─── Entries shown ───
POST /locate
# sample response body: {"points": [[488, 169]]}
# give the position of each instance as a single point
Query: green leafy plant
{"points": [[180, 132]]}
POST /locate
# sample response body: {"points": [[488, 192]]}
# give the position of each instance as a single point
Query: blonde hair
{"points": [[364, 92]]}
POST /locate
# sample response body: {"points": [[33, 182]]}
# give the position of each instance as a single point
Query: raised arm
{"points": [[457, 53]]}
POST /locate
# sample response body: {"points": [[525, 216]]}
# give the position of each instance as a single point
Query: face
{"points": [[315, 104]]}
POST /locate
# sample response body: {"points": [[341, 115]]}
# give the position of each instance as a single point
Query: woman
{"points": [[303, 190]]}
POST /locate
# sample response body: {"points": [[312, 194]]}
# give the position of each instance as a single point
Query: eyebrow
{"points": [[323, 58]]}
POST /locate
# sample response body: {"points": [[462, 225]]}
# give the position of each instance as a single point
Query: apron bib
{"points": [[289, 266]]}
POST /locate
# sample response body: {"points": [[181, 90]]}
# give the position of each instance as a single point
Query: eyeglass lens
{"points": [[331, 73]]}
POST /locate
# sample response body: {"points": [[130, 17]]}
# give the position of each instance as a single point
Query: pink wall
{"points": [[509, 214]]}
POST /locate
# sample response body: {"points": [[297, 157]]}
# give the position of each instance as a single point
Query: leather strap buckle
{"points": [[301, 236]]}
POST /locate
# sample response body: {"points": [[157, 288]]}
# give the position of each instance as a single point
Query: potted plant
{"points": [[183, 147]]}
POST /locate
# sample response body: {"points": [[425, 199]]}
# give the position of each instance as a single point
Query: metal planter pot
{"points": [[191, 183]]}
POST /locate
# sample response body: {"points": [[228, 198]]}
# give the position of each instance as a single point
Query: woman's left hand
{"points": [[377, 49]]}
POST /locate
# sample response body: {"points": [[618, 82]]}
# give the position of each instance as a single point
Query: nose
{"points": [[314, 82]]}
───
#### [Exercise aim]
All lines in the material are to be returned exactly.

#### [Answer area]
POST /locate
# sample response body: {"points": [[488, 169]]}
# give the position of each instance as a single point
Query: green leafy plant
{"points": [[180, 132]]}
POST /locate
# sample response body: {"points": [[488, 192]]}
# give the position of each instance as a single point
Query: blonde hair
{"points": [[364, 92]]}
POST /locate
# sample response body: {"points": [[33, 182]]}
# give the position of each instance as a single point
Query: raised arm
{"points": [[457, 53]]}
POST /locate
# sample response body: {"points": [[525, 216]]}
# give the position of each instance as a single point
Query: face
{"points": [[315, 104]]}
POST /locate
# sample response body: {"points": [[341, 115]]}
# give the position of each instance as a single point
Query: woman
{"points": [[303, 190]]}
POST /locate
# sample response body: {"points": [[312, 194]]}
# give the position of each instance as a single point
Query: eyebrow
{"points": [[323, 58]]}
POST /locate
# sample response body: {"points": [[462, 225]]}
# give the position of each instance as a single point
Query: apron bib
{"points": [[289, 266]]}
POST /locate
# sample response body: {"points": [[181, 90]]}
# give the position of each instance as a single point
Query: eyeglass lens
{"points": [[331, 73]]}
POST /locate
# sample response body: {"points": [[130, 17]]}
# give the position of each instance as a single point
Query: pink wall
{"points": [[509, 214]]}
POST /locate
# sample response body: {"points": [[297, 157]]}
# give the position of each instance as a single point
Query: leather strap buckle
{"points": [[301, 236]]}
POST /locate
# sample response body: {"points": [[157, 288]]}
# give the position of each instance as a single point
Query: potted plant
{"points": [[183, 147]]}
POST /locate
# sample response body: {"points": [[425, 199]]}
# give the position of each instance as a single point
Query: metal planter pot
{"points": [[191, 183]]}
POST /locate
# sample response body: {"points": [[228, 198]]}
# give the position of each instance as a single point
Query: woman's left hand
{"points": [[377, 49]]}
POST /locate
# sample response body: {"points": [[618, 82]]}
# give the position of each instance as a single point
Query: nose
{"points": [[314, 82]]}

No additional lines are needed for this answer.